== How to complete this task ==
Every line of the entries that holds the word "below" is to be copied.

[Opening Material for the task section]

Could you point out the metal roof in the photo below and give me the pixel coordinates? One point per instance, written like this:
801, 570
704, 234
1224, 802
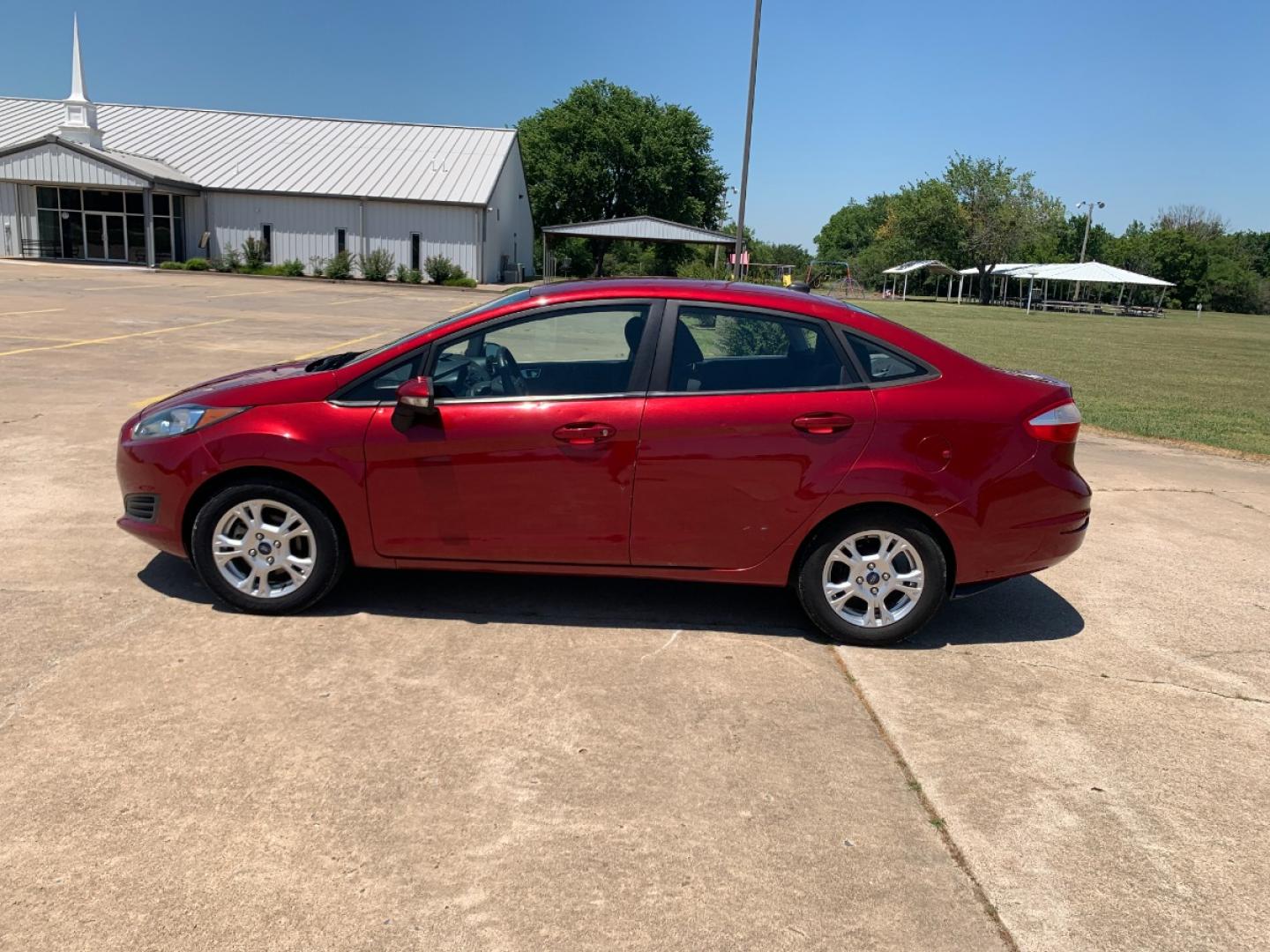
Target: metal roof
295, 153
641, 227
931, 264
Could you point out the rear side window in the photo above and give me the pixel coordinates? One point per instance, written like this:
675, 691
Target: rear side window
882, 365
716, 349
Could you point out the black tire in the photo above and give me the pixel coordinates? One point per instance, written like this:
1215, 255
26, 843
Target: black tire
808, 580
329, 554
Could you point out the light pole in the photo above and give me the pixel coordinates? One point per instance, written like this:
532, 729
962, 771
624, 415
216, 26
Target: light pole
1088, 219
744, 160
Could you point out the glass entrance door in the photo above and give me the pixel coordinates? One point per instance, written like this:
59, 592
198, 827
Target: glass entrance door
115, 247
94, 235
103, 238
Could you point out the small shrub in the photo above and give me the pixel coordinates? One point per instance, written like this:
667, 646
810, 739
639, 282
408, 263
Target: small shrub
256, 253
442, 270
377, 264
340, 267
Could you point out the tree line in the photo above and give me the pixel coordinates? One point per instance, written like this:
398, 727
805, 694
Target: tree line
606, 152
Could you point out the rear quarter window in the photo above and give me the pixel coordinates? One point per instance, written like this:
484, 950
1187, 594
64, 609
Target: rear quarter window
880, 363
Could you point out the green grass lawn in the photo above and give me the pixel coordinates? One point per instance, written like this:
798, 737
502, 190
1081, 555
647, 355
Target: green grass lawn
1206, 380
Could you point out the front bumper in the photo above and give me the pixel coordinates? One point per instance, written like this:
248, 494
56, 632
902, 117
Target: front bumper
168, 469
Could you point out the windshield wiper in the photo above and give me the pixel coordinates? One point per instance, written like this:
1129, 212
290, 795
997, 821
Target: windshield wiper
332, 361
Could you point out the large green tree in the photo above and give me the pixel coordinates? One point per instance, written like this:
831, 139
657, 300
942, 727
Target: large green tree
851, 228
606, 152
1002, 208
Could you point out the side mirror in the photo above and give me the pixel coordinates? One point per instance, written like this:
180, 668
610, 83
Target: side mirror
417, 395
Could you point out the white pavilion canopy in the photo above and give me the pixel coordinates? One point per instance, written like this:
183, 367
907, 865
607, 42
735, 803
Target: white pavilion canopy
907, 268
1088, 273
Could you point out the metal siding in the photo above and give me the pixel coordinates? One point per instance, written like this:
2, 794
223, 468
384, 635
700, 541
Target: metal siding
245, 152
305, 227
511, 227
640, 228
55, 164
444, 230
11, 238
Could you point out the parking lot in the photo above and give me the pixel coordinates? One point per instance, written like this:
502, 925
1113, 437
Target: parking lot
1077, 761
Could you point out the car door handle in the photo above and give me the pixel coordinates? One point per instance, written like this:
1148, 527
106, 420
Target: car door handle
583, 435
823, 423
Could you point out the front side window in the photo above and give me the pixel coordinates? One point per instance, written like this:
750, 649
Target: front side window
579, 352
718, 349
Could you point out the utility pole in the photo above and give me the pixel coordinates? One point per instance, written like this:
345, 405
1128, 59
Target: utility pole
1085, 242
744, 161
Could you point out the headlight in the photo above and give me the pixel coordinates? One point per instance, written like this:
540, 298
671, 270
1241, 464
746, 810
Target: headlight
182, 419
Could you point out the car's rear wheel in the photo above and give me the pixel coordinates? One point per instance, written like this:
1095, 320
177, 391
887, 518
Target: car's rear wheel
873, 579
265, 548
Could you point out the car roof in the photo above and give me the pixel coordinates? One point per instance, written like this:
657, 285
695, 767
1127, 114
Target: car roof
675, 287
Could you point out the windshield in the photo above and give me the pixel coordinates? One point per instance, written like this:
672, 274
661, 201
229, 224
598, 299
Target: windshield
514, 297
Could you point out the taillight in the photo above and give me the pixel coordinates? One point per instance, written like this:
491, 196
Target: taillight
1059, 424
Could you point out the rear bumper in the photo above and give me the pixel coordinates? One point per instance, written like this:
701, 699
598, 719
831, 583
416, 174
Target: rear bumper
1029, 519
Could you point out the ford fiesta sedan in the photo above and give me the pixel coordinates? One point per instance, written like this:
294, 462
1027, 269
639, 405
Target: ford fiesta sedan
651, 428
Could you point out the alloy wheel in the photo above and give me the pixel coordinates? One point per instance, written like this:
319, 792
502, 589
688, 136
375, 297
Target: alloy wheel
873, 579
265, 548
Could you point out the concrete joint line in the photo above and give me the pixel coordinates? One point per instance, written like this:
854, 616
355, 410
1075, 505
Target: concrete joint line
1215, 494
1120, 678
954, 851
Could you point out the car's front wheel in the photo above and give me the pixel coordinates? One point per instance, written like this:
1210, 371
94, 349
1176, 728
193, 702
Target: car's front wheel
873, 579
265, 548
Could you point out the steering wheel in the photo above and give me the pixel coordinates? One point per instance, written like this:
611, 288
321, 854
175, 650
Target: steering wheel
502, 363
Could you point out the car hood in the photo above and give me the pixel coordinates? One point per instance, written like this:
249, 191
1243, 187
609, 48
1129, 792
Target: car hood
276, 383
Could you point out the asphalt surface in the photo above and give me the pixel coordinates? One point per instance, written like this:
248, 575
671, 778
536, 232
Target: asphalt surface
465, 762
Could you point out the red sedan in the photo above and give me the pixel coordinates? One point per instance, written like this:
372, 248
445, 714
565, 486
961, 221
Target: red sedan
651, 428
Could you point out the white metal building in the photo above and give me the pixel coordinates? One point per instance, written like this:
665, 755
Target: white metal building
145, 184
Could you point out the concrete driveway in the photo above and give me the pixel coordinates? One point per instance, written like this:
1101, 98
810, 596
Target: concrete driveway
461, 762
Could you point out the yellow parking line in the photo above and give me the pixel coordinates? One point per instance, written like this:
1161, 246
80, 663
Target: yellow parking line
117, 337
340, 344
244, 294
31, 337
43, 310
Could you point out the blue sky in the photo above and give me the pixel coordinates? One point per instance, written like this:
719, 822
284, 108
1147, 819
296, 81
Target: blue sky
1139, 104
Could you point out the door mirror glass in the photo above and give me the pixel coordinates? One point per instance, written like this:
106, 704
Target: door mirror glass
417, 395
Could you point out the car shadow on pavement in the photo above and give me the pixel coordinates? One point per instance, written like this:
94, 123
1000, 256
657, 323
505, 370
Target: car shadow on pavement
1022, 609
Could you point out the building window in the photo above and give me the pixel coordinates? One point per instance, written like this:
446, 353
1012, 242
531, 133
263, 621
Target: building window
108, 225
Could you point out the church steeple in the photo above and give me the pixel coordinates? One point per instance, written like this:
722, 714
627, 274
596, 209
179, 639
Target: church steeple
79, 123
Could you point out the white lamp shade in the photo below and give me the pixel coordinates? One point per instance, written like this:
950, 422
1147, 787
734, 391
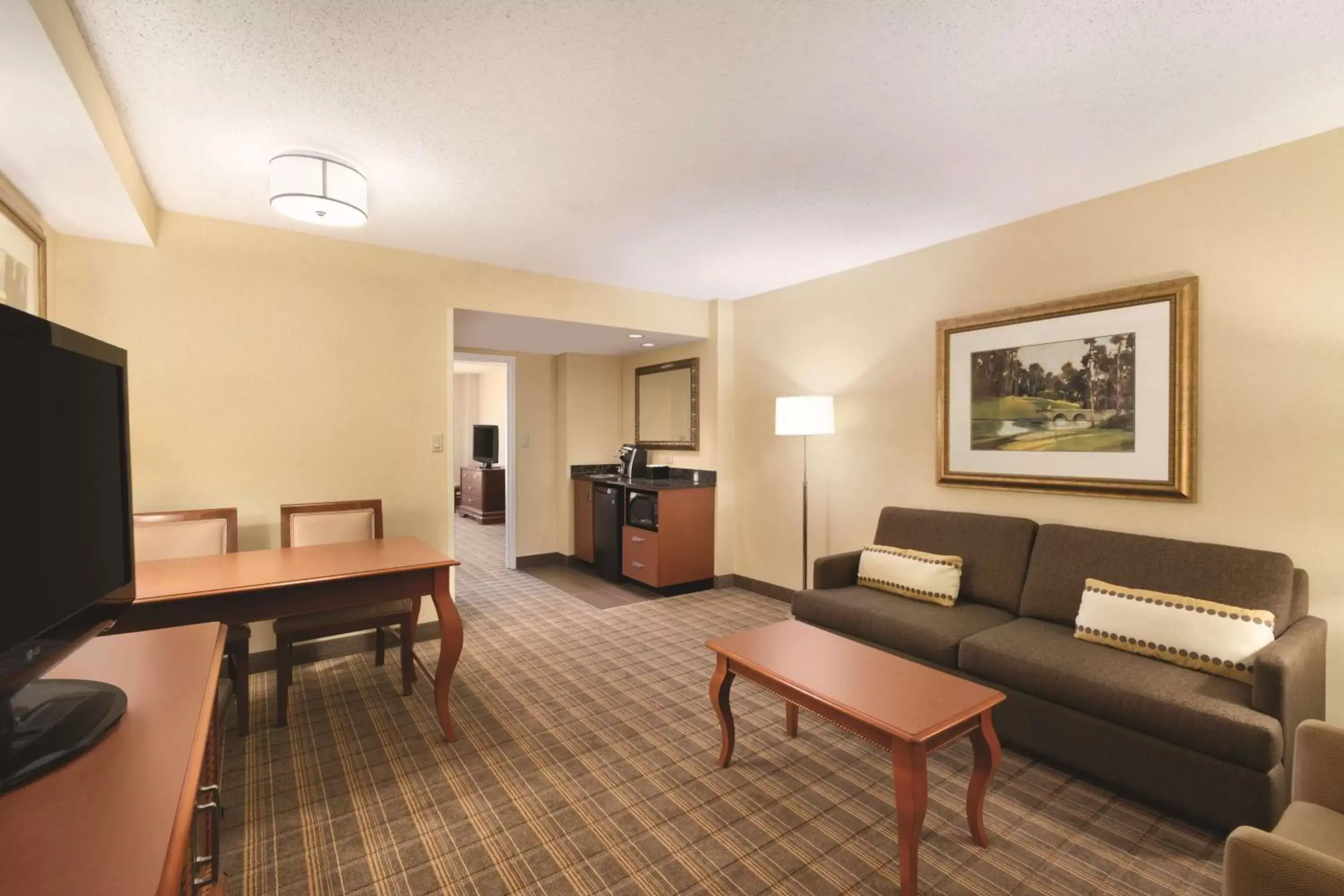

[Closing Material for the task section]

== Exercise output ==
Could you point out the metal roof in the photo below and give me the pixel coordinates? One point per instance, written like this:
Could you point out the white lamp shade in the photo below and give me the pixel coordinates? One point per instance, written like this:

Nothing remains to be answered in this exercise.